<<<<

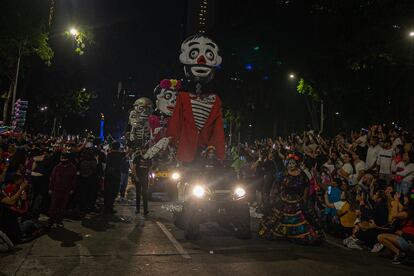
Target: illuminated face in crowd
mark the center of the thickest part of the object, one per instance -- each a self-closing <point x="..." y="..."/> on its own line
<point x="292" y="164"/>
<point x="166" y="94"/>
<point x="134" y="118"/>
<point x="200" y="55"/>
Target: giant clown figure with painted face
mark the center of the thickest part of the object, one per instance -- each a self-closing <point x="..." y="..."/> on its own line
<point x="197" y="121"/>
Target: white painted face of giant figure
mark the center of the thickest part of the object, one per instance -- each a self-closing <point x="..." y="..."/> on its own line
<point x="200" y="55"/>
<point x="166" y="94"/>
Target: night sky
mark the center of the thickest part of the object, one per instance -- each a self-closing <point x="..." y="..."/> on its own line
<point x="138" y="43"/>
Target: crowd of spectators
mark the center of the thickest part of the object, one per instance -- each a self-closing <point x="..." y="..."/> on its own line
<point x="360" y="184"/>
<point x="49" y="178"/>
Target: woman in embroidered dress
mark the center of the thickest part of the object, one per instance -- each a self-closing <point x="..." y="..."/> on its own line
<point x="287" y="215"/>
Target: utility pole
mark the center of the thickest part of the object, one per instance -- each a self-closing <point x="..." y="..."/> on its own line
<point x="16" y="79"/>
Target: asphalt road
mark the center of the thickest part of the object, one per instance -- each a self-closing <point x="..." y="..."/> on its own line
<point x="129" y="244"/>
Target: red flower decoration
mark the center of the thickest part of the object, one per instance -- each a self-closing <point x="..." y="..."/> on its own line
<point x="165" y="84"/>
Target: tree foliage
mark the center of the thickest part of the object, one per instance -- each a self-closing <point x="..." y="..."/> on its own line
<point x="306" y="89"/>
<point x="82" y="38"/>
<point x="79" y="102"/>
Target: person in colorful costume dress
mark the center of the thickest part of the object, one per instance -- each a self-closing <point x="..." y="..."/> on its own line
<point x="287" y="215"/>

>>>>

**How to complete this task:**
Which lines in the records above contain the string "figure"? Copy them.

**Response for this exercise:**
Target: giant clown figure with painted face
Target: white painted face of giant figure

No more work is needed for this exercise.